**LA CONSIGNE**
D'après le texte sur le mythe d'Icare, de quoi sont faites les ailes d'Icare ?

Le mythe d’Icare, version 2018

La mythologie grecque surprend souvent les novices par son degré d’actualité. Comment des histoires écrites il y a deux ou trois millénaires peuvent-elles êtres encore si pertinentes de nos jours ? Quotidiennement, de nombreuses références sont faites à l’Antiquité, à ses légendes, à ses personnages héroïques. Parmi les mythes les plus célèbres, celui d’Icare, qui se serait brûlé les ailes en voulant trop s’approcher du soleil.

Le mythe d’Icare parle des hommes, de la transgression, de l’autorité, des relations entre parents et enfants. Fuyant le labyrinthe, Icare, de fils de Dédale, prend son envol à l’aide de ses ailes de plumes et de cire. Dédale le prévient de ne pas s’approcher de la mer, à cause de l’humidité, et du soleil, à cause de la chaleur. Mais Icare est grisé par sa fuite et son envol. On connaît la suite…

Dedale et Icare

Dédale et Icare

Le mythe d’Icare renvoie à notre orgueil, à la notion même de limites. Les parents sont sensés avoir une expérience de la vie et la partager avec leurs enfants, quitte à interdire. Ici le vol d’Icare se fait à l’encontre des limites fixées par Dédale, son père, ce qui cause sa perte. Chez les Grecs anciens, l’hubris était une forme de démesure d’orgueil inacceptable de la part d’un mortel. Toute prétention à une supériorité insolente parmi les hommes doit donc entraîner une punition cruelle de la part des dieux immortels.

**DONNÉES SOURCES**

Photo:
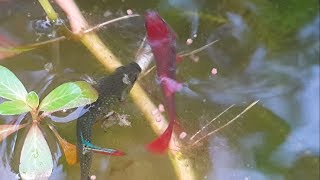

**RÉSULTAT FINAL**
De plumes et de cire.